What the task requires:
Copy out each line of the listing below that includes the word "photo".

Extracted information:

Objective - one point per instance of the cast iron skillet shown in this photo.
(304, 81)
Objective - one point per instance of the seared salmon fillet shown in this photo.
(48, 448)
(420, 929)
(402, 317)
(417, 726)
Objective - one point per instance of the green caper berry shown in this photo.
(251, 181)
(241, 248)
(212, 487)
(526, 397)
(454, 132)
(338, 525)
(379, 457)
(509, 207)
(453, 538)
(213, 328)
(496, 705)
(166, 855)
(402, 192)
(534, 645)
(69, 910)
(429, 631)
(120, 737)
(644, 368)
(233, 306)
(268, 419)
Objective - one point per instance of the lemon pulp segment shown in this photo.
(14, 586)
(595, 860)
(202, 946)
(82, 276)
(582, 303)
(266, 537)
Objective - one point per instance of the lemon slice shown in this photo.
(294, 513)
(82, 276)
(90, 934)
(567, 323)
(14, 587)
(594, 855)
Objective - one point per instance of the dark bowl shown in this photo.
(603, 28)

==

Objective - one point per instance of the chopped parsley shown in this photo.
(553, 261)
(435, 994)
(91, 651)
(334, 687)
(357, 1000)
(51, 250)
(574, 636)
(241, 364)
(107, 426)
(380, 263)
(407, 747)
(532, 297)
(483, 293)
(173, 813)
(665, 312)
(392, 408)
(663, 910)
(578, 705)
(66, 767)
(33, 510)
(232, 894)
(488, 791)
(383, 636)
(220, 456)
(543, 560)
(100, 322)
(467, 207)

Output below:
Objective - one point per instance of the cast iron skillet shown in this photo.
Objective - one point per instance of the seared salmon fillet shown in this photo.
Objective - one point per instance of the green caper berry shown in this photo.
Objective - one point per instance of the lemon pulp segment shown in this photo.
Objective - one point per instance of the lemon slice shown in this photo.
Objective - one point per instance of the dark bowl shown in this photo.
Objective - one point per instance of the chopped parsley shown in this photo.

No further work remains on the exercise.